(Data for processing begins)

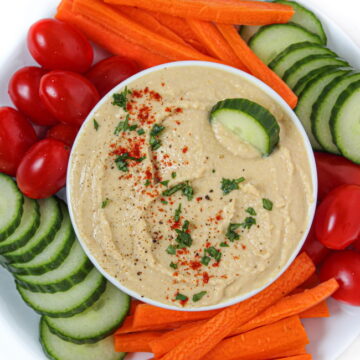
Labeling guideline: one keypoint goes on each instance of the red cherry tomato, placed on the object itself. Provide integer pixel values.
(337, 222)
(334, 171)
(345, 267)
(64, 133)
(42, 171)
(16, 137)
(110, 72)
(24, 93)
(59, 46)
(68, 96)
(314, 248)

(Data for processing ends)

All of the entries above should be duplicated exactly, except for the pictures.

Labeling guideline: one keypoint goes on each instance of the red cherry tomato, placed on the object itself. Provide integer pixel values.
(337, 222)
(334, 171)
(345, 267)
(64, 133)
(42, 171)
(16, 137)
(110, 72)
(24, 93)
(59, 46)
(68, 96)
(314, 248)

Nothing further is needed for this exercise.